[EXERCISE PROMPT]
Rewrite the records below as a JSON list of strings, with one string for each line and no blank lines. Leave the pictures out of the answer.
##### RECORDED DATA #####
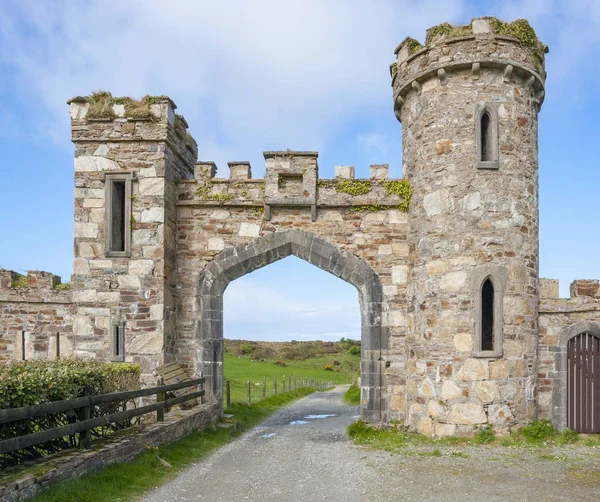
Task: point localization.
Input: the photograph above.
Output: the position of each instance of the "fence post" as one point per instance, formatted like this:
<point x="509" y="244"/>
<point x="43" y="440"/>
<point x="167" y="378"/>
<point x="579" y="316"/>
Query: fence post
#####
[EXERCISE ANSWER]
[
  "Task: point localization.",
  "Input: the photograph above.",
  "Output: the position of each instance of the \"fence post\" as one point per instance, formatted like this:",
  "<point x=\"509\" y=\"244\"/>",
  "<point x=\"43\" y=\"440\"/>",
  "<point x=\"167\" y=\"378\"/>",
  "<point x=\"579\" y=\"316\"/>",
  "Query: fence post"
]